Task objective> Gather every line of the records that contains the string "twig" and copy each one in full. Matches are case-sensitive.

Listed entries>
§

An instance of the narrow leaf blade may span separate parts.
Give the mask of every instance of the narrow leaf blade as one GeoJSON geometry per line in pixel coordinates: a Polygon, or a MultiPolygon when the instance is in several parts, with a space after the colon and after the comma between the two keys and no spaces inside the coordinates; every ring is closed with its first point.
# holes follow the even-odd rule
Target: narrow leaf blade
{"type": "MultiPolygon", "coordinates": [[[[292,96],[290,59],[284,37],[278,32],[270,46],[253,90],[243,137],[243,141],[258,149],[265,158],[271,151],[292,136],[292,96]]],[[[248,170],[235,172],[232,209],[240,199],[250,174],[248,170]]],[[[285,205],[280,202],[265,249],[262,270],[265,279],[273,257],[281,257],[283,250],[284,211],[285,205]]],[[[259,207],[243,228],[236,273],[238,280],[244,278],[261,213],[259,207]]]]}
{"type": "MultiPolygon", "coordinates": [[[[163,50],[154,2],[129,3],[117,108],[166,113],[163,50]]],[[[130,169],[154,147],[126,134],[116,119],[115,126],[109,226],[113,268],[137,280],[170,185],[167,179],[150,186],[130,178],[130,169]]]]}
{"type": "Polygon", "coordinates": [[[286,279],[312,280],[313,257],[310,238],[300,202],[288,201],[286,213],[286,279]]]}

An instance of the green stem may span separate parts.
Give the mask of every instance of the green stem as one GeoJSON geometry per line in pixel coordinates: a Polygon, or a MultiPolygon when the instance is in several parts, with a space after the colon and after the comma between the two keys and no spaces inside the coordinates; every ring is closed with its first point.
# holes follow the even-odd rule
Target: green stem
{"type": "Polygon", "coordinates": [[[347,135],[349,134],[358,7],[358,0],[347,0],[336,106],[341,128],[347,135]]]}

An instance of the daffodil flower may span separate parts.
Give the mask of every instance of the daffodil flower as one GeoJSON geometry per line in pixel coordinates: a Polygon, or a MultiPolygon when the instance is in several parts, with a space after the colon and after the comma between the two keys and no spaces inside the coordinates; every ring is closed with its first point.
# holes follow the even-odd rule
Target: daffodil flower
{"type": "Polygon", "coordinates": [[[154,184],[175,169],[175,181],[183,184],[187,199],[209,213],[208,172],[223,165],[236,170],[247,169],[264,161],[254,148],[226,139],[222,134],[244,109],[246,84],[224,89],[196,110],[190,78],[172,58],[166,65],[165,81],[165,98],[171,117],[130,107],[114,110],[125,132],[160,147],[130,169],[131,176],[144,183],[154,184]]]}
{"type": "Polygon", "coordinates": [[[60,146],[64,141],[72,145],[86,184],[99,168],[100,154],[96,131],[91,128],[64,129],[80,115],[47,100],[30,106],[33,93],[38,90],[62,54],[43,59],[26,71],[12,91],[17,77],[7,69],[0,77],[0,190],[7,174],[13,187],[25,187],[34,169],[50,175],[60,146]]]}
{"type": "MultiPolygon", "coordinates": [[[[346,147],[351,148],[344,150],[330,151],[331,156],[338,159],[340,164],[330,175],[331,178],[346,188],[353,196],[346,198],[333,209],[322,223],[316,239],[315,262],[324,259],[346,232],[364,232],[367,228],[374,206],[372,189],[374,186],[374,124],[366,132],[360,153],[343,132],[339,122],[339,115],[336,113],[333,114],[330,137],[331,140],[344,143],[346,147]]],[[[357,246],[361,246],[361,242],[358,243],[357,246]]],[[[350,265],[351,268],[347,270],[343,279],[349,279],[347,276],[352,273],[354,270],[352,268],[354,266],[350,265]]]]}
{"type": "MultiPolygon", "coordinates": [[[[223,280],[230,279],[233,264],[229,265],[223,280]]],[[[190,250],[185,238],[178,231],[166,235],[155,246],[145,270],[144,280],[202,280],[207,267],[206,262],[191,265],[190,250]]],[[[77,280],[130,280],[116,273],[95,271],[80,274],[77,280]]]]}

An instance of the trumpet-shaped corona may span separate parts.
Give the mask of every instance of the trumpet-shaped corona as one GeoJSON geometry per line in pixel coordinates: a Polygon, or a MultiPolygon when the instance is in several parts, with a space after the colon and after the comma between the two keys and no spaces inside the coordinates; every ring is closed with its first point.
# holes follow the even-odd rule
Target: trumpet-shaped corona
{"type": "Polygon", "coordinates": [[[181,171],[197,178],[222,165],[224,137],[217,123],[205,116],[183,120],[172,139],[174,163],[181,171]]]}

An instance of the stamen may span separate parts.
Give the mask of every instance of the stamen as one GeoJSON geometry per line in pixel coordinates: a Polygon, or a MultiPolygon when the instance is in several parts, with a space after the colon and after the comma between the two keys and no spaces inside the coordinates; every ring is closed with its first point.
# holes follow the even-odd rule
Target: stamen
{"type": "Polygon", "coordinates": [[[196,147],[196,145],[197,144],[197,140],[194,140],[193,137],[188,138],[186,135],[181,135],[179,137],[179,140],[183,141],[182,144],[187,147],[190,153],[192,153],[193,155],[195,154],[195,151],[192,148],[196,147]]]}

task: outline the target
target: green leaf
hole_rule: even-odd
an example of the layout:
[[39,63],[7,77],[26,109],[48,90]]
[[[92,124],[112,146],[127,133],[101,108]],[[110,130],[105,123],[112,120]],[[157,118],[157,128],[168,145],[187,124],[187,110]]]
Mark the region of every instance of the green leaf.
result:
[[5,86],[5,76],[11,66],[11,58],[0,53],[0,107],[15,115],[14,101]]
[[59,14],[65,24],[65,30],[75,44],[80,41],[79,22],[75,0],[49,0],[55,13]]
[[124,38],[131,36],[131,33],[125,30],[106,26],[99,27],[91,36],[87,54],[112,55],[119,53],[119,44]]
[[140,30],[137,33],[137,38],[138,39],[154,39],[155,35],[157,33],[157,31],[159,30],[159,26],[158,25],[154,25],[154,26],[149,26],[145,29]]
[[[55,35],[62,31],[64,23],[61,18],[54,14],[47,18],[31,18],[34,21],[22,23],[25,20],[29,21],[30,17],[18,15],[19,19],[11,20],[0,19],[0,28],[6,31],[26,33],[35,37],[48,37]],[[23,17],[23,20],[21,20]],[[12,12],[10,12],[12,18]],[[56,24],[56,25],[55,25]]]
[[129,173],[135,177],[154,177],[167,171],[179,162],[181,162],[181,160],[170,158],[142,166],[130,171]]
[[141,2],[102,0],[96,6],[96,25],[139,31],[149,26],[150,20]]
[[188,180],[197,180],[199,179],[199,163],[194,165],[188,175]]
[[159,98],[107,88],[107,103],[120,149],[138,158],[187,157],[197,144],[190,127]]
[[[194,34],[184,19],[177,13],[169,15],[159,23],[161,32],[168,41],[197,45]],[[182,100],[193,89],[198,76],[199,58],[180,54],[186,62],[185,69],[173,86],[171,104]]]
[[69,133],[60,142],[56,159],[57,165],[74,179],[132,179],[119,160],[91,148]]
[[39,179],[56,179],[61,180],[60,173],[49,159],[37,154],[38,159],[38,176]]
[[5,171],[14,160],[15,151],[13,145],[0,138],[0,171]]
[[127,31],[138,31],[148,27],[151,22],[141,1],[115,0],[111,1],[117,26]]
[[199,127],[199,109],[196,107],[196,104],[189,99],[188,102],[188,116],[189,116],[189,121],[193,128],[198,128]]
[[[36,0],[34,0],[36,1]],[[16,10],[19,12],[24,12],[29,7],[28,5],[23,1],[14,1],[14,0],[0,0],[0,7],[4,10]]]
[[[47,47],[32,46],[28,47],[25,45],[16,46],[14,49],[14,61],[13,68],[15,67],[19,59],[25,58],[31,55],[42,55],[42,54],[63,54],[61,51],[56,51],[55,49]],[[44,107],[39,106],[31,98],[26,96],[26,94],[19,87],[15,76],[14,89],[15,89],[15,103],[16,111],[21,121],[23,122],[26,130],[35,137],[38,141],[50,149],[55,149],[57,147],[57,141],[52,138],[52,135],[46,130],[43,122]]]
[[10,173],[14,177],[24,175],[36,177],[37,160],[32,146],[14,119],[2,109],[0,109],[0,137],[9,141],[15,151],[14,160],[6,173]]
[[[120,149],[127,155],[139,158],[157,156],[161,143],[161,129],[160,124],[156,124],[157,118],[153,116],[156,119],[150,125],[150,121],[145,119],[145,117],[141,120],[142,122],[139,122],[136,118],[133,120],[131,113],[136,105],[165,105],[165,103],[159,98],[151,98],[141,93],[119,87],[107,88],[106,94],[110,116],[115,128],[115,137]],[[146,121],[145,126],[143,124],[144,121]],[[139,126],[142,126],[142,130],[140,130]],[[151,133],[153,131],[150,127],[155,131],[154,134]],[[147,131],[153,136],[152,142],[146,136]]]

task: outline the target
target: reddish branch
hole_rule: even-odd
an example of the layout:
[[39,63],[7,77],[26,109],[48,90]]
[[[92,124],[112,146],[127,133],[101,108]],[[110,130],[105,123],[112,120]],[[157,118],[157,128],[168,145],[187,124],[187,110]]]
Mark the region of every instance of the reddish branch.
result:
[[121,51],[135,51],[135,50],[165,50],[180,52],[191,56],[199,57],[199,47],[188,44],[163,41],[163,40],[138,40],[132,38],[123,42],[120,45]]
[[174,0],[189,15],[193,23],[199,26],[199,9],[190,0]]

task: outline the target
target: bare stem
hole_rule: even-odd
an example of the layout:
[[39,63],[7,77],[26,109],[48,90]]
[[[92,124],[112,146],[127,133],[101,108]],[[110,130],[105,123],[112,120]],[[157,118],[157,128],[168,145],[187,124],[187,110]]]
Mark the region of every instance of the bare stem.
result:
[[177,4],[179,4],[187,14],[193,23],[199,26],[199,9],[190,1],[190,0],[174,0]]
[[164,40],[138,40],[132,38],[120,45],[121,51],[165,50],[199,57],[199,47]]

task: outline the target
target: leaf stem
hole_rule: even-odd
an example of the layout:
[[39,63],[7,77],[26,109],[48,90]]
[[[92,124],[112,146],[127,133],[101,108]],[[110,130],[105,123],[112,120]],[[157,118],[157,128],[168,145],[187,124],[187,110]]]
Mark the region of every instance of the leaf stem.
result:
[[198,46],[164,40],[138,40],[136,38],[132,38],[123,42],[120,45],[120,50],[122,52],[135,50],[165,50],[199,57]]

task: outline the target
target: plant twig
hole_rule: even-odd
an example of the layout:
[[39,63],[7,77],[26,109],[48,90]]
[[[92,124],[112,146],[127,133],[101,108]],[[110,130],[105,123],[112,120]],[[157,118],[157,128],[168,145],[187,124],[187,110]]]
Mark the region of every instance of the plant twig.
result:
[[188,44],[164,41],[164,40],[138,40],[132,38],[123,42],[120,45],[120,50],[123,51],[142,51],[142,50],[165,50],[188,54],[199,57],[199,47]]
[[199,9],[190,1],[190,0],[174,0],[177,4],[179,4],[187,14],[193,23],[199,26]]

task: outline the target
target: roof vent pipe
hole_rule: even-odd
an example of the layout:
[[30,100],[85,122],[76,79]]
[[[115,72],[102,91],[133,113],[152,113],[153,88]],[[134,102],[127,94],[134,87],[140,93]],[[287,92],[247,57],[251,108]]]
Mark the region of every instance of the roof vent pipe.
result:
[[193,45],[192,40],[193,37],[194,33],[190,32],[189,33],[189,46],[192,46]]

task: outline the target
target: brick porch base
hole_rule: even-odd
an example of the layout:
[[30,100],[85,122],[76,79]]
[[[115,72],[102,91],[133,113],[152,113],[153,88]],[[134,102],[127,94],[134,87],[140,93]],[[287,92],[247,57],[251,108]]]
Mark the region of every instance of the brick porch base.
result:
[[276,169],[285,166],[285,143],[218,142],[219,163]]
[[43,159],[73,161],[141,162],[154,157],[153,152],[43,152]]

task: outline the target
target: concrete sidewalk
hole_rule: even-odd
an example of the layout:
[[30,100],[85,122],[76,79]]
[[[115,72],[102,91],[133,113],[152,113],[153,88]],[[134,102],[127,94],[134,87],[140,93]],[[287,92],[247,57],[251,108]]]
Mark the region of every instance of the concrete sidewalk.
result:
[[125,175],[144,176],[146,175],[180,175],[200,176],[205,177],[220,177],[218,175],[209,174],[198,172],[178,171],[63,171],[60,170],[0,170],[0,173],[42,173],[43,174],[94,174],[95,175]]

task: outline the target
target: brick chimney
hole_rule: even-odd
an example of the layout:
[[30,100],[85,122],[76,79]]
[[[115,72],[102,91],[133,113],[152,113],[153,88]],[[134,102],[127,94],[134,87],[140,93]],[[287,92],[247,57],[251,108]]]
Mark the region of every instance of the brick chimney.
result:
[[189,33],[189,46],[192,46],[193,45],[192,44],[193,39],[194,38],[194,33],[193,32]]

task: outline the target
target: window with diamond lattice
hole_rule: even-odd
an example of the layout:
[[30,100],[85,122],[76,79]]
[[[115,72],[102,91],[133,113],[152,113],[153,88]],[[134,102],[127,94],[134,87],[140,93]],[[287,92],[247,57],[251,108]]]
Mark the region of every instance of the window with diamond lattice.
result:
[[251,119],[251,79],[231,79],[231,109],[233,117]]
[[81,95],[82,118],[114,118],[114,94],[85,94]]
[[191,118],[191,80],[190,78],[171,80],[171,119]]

§

Response>
target: plant twig
Mark the region of every instance of the plant twig.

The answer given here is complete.